Extrait fourni:
━━━━━━━━━━
De nouveaux travaux sont également prévus à partir de 2022. Le coût global est évalué à 18 millions d'euros. Ils visent :

- l'amélioration de la performance énergétique des centrales de traitement d'air. Le coût de 1,3 million d'euros sera étalé entre 2022 et 2027 ;

- le remplacement des groupes froids de la production centralisée , soit 4 millions d'euros entre 2022 et 2025 ;

- les travaux de réfection des tours aéro-réfrigérantes du site, soit 3 millions d'euros en 2022 ;

- la rénovation des installations électriques de puissance pour un coût de 9,7 millions d'euros à financer à partir de 2023.

2020 sera également marquée par le début des travaux de rénovation partielle des espaces de lecture de la BpI. Le coût total du chantier est estimé à 14 millions d'euros La subvention d'investissement prévue pour 2020 est majorée en conséquence de 4 millions d'euros destinés à couvrir des surcoûts liés à la complexité du chantier. Cette somme sera couverte par des CP en 2021 et 2022.
━━━━━━━━━━
Fiches extraites d'une collection:
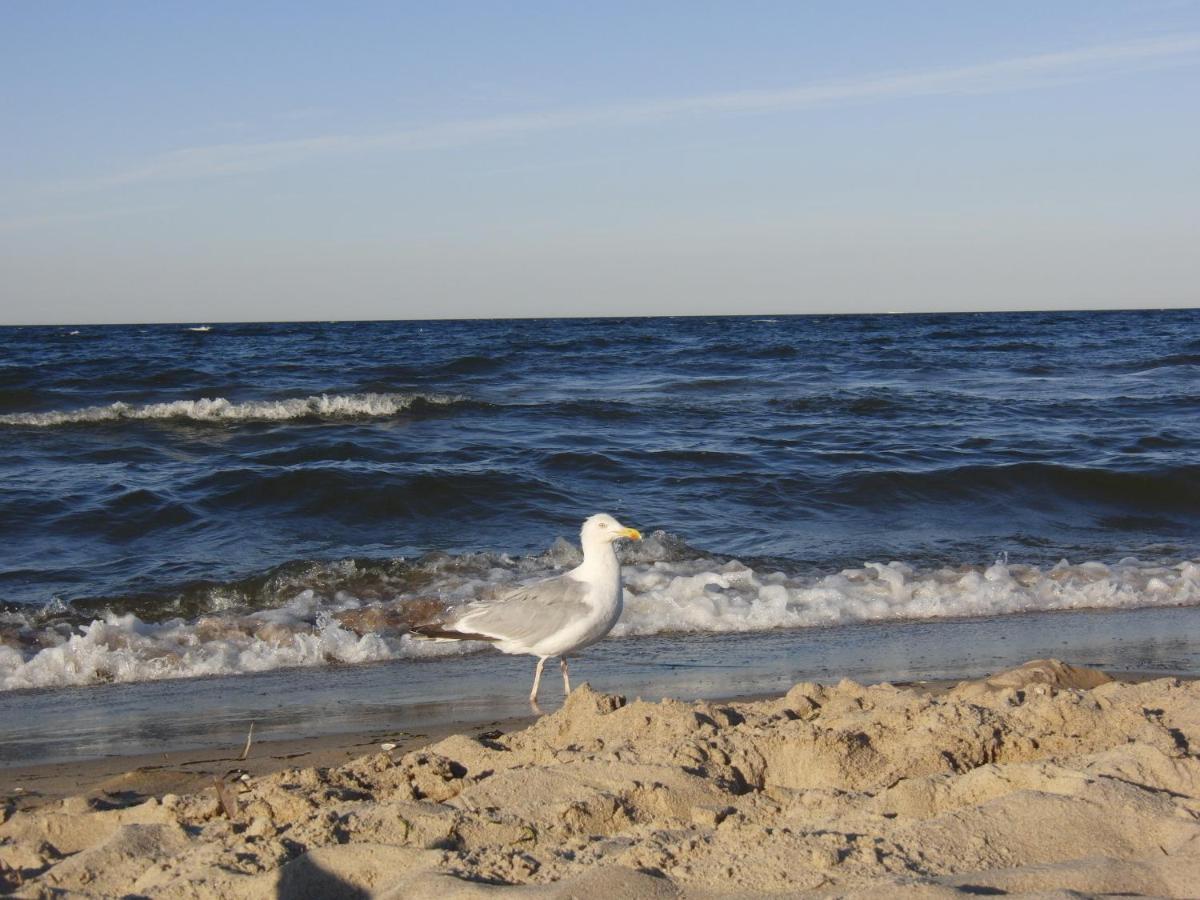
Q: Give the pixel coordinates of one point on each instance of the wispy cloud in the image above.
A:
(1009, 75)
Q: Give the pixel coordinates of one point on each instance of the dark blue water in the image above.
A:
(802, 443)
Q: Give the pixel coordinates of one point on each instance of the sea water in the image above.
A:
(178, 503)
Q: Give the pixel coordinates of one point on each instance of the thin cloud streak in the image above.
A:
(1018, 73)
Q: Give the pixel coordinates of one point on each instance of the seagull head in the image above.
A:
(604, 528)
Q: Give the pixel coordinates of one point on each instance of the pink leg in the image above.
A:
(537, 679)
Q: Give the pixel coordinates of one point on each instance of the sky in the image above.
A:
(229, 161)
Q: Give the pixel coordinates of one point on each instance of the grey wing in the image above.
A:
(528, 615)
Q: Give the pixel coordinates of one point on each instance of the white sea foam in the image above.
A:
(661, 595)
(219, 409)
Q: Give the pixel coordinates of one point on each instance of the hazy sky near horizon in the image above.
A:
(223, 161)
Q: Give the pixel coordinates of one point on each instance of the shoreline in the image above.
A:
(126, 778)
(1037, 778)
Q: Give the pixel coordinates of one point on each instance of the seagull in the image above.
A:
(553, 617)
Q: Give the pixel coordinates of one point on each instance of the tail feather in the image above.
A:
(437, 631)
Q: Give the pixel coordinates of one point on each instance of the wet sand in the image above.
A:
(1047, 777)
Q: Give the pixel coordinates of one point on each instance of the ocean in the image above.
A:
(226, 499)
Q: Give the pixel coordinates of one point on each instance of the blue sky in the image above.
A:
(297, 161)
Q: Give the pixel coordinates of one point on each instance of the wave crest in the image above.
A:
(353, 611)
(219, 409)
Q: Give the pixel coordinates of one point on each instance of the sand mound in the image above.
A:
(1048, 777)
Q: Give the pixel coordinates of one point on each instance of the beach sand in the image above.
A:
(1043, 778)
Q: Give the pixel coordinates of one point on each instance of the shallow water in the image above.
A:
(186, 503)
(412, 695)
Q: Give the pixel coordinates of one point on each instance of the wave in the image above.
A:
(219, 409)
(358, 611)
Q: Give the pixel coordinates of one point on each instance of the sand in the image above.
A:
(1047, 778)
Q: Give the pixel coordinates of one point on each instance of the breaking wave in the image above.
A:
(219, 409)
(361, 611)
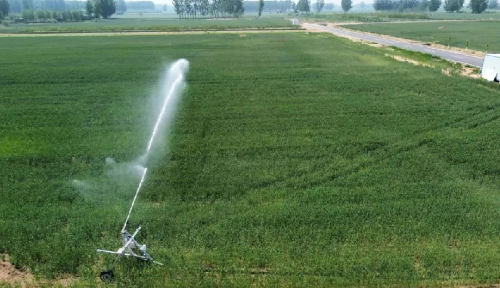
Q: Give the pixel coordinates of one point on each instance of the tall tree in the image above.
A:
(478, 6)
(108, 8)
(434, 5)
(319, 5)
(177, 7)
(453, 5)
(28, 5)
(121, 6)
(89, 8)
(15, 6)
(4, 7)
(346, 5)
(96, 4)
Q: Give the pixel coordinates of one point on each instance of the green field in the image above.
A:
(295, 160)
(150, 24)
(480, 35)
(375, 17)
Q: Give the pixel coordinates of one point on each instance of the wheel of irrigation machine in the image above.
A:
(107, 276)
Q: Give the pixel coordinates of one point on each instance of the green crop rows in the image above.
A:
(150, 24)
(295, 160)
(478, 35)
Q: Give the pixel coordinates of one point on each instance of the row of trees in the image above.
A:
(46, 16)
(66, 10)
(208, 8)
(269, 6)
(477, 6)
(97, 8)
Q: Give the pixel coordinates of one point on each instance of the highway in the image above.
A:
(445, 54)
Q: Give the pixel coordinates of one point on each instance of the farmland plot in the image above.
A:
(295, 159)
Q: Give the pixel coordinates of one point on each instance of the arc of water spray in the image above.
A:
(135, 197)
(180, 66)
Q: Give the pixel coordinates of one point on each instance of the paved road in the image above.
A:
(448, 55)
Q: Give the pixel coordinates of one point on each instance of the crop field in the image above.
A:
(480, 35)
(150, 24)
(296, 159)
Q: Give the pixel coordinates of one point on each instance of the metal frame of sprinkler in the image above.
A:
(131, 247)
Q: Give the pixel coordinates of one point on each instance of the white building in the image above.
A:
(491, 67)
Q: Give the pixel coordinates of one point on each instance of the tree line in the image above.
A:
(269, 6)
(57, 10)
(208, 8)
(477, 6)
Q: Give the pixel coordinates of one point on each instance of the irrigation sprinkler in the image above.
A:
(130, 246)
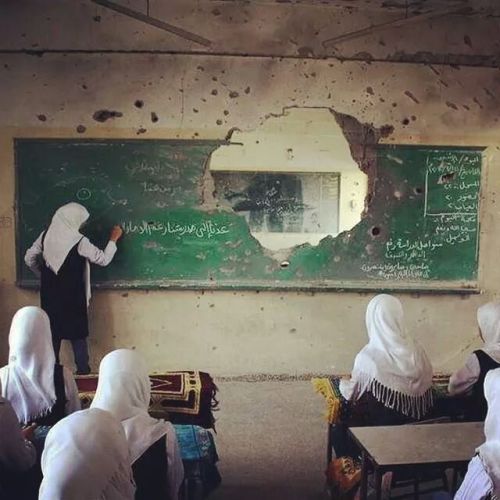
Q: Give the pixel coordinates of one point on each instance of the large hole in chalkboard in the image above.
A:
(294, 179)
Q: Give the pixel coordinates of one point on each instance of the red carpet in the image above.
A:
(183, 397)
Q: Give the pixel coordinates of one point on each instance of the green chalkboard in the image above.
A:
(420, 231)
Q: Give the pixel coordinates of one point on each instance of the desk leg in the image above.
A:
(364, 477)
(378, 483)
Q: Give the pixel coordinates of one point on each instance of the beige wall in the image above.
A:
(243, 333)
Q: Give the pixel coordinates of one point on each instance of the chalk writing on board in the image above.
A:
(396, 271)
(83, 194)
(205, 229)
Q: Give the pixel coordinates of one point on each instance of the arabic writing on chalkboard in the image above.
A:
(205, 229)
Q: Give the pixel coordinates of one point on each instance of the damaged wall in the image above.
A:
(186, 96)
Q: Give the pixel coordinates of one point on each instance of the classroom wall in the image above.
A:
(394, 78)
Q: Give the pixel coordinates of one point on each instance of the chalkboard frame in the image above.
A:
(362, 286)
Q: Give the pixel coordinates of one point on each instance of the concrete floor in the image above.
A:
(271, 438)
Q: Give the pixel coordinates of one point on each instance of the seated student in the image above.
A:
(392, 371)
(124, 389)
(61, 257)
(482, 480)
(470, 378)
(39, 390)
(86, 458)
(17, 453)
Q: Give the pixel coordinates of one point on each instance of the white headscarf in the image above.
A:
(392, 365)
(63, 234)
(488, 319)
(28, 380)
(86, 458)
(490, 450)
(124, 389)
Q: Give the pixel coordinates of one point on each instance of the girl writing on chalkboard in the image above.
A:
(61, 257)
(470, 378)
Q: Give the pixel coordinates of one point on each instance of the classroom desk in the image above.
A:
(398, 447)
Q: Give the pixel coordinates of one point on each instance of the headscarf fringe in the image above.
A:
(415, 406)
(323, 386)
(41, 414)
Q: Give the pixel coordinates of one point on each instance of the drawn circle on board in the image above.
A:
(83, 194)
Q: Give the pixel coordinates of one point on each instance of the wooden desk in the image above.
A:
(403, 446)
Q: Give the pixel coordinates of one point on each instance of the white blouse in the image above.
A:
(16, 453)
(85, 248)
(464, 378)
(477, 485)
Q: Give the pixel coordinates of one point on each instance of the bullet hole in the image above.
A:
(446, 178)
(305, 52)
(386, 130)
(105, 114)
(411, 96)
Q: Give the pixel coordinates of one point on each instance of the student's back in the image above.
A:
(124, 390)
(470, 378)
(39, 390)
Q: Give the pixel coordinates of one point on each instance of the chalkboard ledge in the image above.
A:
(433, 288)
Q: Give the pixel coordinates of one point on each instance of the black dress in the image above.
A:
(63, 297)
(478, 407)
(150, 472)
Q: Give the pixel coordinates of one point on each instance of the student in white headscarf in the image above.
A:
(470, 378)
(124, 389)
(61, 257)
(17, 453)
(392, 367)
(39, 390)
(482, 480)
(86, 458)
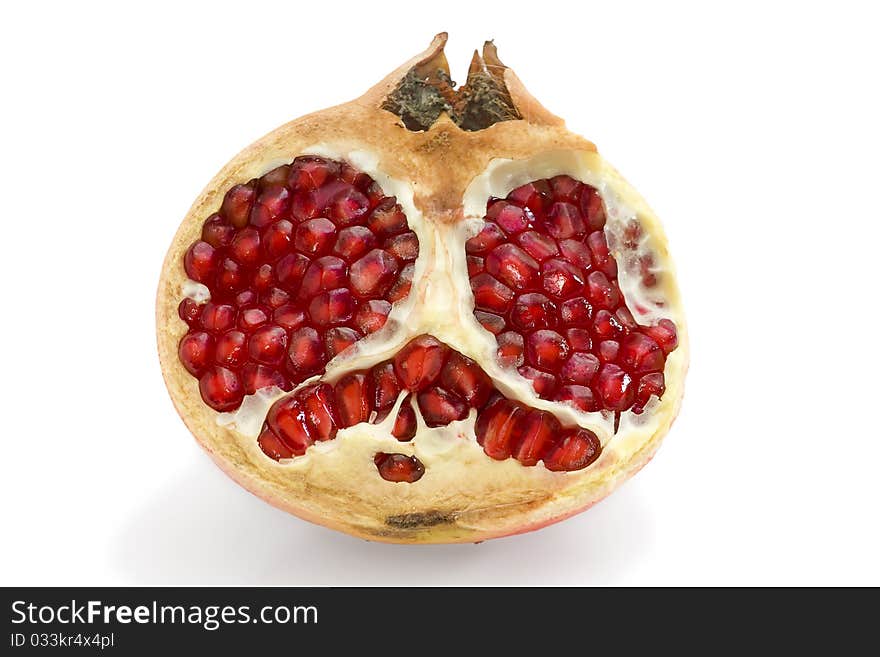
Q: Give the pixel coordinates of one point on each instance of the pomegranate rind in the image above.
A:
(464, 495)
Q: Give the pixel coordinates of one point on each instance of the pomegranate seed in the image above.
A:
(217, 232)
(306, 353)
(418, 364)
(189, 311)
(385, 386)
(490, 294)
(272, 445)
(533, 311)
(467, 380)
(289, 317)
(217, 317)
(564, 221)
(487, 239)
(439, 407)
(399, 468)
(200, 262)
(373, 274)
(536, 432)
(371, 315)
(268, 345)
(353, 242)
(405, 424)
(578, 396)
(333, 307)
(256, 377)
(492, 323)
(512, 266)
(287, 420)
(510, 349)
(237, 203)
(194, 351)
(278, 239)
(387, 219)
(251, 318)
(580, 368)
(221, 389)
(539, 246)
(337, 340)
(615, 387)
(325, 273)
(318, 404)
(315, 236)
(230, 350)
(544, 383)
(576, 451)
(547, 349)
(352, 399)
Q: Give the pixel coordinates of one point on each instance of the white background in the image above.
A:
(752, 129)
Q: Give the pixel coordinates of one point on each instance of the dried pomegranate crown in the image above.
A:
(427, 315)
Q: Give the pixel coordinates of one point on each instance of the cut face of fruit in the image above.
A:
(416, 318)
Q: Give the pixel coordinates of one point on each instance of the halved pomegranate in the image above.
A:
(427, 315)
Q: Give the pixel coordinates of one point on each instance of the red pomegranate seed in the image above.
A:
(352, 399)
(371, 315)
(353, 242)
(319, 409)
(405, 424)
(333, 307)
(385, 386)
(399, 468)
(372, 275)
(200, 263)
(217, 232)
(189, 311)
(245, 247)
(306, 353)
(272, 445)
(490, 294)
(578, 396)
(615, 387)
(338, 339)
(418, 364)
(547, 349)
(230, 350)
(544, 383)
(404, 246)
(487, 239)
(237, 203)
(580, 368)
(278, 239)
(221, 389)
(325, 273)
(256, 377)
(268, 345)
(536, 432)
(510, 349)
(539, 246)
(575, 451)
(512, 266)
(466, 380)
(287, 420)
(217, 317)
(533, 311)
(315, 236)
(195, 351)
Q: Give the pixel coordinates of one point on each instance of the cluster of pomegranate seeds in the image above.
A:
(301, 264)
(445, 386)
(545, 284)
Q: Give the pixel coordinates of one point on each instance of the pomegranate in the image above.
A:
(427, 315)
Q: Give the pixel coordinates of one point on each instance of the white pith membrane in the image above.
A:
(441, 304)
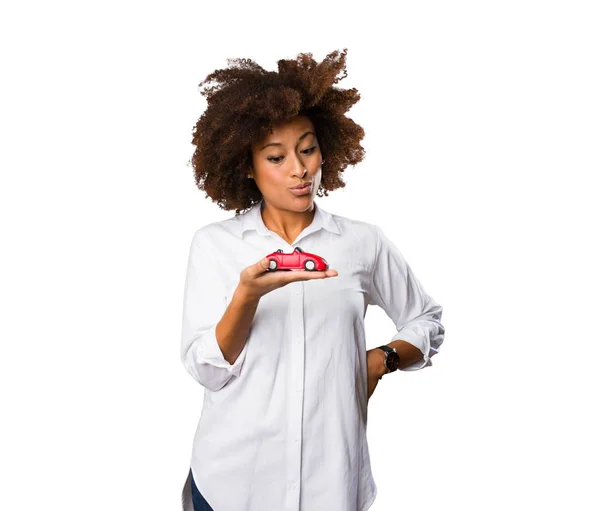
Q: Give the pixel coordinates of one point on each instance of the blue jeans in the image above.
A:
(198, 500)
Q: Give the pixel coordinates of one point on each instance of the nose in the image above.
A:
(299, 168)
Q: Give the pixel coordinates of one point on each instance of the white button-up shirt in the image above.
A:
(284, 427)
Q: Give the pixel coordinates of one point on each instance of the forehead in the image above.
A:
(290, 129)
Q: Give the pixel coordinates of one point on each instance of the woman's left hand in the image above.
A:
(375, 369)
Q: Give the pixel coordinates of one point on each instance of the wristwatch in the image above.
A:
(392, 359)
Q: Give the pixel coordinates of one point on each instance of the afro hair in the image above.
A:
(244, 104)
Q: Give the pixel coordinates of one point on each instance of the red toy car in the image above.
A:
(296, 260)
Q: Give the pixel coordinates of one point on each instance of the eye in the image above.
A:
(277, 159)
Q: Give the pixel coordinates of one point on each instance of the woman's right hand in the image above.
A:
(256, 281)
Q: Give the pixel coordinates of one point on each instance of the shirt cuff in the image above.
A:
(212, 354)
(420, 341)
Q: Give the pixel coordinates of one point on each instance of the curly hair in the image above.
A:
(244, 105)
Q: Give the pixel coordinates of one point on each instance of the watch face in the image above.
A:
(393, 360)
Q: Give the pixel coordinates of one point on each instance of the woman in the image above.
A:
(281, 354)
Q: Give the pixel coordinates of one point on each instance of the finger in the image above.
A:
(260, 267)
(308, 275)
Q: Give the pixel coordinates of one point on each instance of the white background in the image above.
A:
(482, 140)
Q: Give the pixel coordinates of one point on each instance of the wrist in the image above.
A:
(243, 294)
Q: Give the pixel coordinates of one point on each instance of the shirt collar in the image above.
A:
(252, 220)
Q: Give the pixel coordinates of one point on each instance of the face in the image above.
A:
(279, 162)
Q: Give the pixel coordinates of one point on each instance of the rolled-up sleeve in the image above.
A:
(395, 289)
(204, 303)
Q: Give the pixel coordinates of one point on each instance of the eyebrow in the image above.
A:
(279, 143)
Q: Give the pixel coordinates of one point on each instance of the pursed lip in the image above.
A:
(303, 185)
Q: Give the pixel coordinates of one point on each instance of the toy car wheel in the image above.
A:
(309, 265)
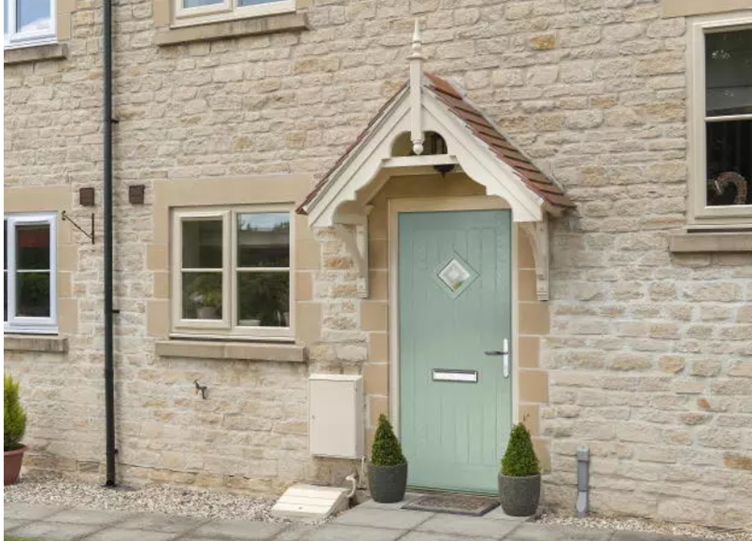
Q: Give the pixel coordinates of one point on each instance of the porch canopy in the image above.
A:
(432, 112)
━━━━━━━━━━
À faire:
Comment rendre en anglais la phrase « 2020 sera également marquée par le début des travaux de rénovation partielle des espaces de lecture de la BpI. », tirée de l'extrait fourni ?

Corrigé:
2020 will also be marked by the start of the partial renovation work on the BpI's reading areas.